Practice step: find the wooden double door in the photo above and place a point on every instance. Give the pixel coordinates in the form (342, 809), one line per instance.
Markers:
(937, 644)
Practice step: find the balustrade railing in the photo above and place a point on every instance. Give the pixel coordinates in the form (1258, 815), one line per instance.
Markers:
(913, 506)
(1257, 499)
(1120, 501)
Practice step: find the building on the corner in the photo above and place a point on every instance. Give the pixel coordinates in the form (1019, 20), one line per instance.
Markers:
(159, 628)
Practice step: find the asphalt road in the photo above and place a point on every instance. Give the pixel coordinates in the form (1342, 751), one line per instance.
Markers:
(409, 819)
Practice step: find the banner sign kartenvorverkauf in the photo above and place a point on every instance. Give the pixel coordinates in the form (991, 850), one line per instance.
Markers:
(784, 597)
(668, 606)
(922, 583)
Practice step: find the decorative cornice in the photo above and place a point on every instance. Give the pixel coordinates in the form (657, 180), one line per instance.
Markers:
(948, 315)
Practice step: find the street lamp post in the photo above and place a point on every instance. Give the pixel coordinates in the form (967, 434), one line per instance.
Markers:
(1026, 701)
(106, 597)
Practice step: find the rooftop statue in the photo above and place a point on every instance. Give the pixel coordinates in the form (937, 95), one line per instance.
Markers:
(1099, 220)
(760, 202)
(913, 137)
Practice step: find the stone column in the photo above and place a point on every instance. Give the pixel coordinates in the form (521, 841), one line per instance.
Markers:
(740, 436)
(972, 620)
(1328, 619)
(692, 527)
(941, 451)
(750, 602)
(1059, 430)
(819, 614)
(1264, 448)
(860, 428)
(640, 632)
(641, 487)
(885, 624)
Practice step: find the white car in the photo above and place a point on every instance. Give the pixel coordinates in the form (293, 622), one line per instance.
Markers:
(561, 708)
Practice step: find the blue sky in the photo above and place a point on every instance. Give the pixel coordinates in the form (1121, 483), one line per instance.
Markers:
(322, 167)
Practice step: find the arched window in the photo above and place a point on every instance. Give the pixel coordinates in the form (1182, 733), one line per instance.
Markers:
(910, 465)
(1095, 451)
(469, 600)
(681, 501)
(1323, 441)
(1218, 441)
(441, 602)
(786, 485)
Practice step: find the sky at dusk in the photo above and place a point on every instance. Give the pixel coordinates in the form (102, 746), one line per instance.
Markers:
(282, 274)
--*--
Required work.
Copy out, word for word, everything from the line containing "Practice step: find the sky" down to the end of the listing, including both of those lines.

Reply.
Practice step: find the sky at dusk in the photo above and place a point on every instance. Give the pixel coordinates in the form (102, 746), one line per instance.
Markers:
(282, 274)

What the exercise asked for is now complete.